| AIM OF THE EXERCISE |
Which lines below contain the string "paper"? Copy each such line out, and treat uppercase and lowercase letters as different.

| DATA FOR PROCESSING |
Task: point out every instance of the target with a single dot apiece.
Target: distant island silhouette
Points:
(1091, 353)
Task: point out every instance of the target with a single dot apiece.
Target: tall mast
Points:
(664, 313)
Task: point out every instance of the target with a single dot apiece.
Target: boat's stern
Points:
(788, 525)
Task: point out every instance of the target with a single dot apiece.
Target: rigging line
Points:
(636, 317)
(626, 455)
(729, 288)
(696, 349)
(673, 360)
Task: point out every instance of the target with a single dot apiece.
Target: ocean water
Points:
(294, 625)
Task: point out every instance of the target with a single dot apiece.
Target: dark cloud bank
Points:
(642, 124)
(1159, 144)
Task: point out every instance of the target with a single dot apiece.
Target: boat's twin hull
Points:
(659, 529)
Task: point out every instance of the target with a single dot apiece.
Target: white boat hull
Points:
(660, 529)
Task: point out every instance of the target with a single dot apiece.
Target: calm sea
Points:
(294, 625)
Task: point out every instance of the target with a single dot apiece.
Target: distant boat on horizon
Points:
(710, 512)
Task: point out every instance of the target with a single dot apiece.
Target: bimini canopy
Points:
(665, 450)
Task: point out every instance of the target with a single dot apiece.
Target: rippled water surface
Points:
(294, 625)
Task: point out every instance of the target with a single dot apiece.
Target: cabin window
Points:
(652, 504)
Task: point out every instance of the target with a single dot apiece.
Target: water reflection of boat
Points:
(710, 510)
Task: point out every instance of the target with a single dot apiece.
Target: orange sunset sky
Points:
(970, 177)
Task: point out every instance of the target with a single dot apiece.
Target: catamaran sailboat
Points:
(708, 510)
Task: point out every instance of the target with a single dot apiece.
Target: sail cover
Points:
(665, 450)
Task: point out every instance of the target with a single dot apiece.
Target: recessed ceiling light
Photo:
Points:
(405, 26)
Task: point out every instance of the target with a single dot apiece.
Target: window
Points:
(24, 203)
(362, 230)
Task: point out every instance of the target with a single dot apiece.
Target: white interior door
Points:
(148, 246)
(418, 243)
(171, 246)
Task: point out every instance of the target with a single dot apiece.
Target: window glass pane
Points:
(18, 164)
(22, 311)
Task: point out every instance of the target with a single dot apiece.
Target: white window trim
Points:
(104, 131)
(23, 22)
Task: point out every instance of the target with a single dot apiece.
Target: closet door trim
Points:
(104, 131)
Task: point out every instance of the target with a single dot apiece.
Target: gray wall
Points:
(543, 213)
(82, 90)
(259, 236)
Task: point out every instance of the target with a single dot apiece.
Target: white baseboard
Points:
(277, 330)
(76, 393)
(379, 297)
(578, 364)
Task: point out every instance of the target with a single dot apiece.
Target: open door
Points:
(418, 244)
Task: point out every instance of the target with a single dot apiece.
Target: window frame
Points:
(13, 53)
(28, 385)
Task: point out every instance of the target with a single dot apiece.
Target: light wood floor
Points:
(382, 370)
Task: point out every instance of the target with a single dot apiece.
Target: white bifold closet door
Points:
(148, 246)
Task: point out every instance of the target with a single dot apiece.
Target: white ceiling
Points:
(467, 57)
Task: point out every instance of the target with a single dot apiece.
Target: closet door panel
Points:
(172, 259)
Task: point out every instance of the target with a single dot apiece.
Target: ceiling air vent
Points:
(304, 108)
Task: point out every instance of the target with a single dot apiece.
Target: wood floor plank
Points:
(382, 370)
==
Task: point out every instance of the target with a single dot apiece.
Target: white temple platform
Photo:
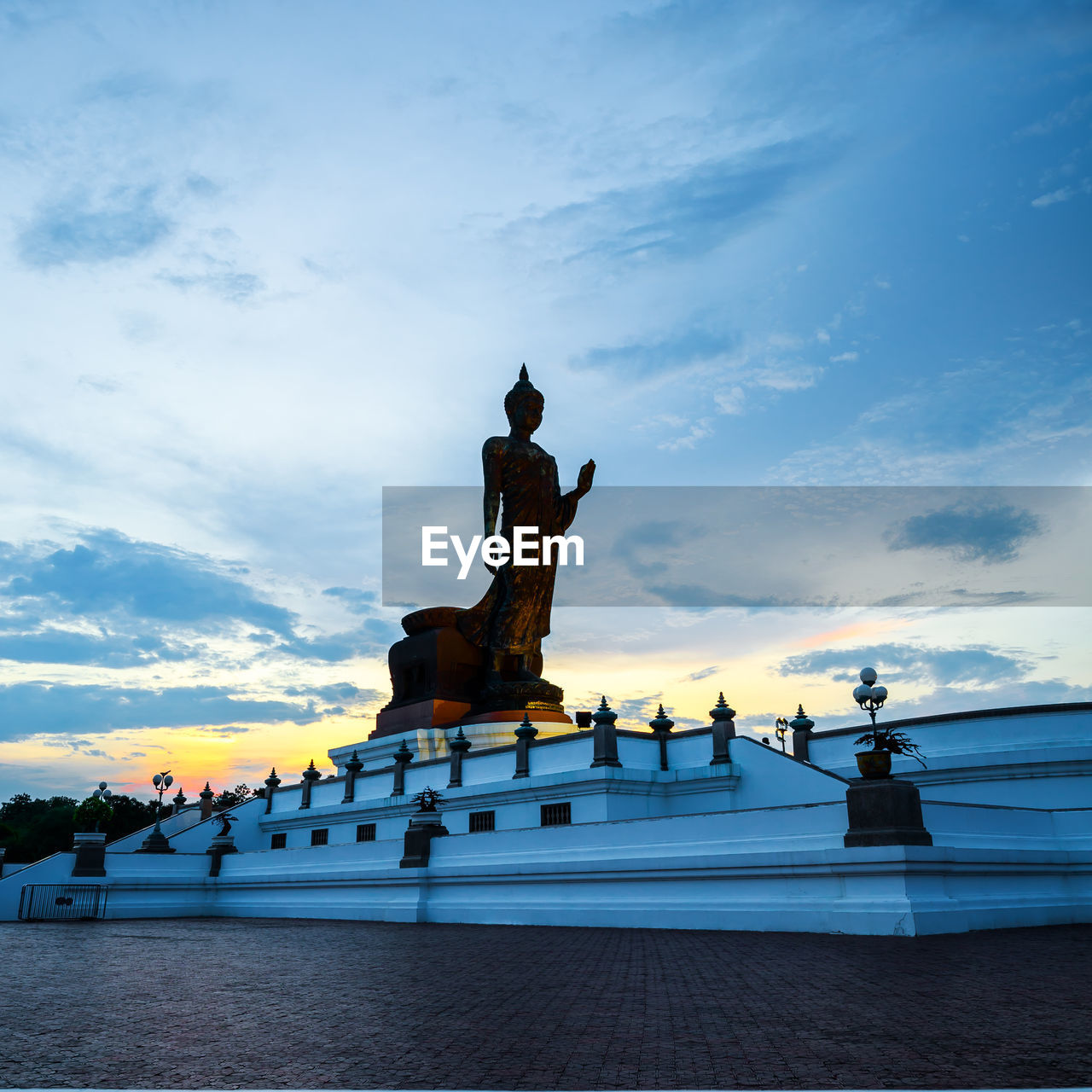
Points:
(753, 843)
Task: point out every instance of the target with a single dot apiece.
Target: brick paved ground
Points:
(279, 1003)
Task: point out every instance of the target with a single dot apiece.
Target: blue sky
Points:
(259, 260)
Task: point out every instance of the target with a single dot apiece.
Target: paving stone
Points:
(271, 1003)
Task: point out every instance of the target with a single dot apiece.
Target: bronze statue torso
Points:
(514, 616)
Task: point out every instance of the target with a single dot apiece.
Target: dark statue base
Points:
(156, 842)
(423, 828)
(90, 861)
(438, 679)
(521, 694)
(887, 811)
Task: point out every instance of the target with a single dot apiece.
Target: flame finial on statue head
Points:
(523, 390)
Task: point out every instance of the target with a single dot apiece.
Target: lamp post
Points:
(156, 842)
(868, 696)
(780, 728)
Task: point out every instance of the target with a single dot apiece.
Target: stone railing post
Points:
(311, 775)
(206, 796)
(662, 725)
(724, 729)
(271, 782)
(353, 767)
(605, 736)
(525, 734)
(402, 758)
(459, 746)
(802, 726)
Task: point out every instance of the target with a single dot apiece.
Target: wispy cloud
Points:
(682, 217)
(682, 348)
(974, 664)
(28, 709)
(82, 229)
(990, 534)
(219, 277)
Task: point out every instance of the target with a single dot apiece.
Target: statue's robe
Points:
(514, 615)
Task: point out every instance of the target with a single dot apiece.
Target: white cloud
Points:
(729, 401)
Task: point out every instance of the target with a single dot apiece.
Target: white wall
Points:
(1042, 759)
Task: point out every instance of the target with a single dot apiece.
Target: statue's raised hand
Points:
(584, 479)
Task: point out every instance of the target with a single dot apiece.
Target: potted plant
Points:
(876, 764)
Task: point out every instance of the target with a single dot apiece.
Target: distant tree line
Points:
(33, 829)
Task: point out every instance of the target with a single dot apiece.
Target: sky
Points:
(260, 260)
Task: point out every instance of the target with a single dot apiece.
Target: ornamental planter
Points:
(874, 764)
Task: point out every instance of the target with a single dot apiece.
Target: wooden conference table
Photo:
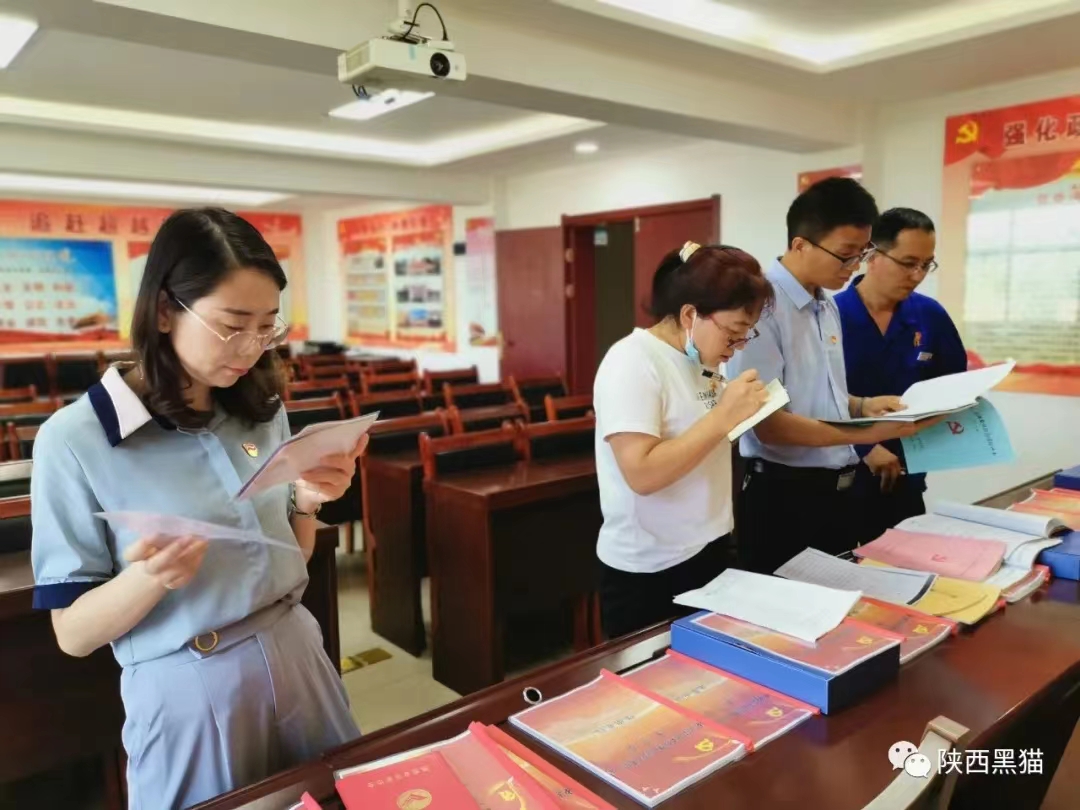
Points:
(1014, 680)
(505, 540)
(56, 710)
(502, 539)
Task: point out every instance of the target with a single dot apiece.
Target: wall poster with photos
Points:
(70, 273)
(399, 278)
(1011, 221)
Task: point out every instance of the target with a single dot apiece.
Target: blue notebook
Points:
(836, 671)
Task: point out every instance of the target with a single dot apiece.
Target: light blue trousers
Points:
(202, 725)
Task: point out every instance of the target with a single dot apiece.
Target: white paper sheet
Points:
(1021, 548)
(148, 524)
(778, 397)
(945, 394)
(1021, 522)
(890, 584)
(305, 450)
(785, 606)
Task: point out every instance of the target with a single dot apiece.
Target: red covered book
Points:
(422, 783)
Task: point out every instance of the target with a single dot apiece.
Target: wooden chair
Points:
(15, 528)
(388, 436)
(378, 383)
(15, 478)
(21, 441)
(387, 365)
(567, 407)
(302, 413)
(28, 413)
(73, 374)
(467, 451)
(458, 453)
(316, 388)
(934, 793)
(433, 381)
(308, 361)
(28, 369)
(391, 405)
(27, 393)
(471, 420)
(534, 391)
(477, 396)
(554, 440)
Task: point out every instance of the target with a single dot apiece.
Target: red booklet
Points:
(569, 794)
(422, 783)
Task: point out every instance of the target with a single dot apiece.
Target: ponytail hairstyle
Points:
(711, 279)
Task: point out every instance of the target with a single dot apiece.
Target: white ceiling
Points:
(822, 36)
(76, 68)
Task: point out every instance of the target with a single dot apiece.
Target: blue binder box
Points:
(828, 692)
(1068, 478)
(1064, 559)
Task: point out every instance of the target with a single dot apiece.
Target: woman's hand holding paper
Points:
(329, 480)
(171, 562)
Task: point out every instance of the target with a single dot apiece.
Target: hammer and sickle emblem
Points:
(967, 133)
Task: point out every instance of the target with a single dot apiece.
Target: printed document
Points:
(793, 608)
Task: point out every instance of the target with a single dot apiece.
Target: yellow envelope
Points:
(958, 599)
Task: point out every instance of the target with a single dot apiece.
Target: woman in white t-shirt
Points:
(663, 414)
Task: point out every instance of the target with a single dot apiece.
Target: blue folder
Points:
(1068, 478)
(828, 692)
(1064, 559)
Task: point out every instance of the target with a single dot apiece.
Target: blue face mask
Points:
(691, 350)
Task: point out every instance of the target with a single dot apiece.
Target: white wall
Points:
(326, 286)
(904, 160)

| ANSWER TO THE TASK |
Target: white paper sheet
Target: woman's hand holding paper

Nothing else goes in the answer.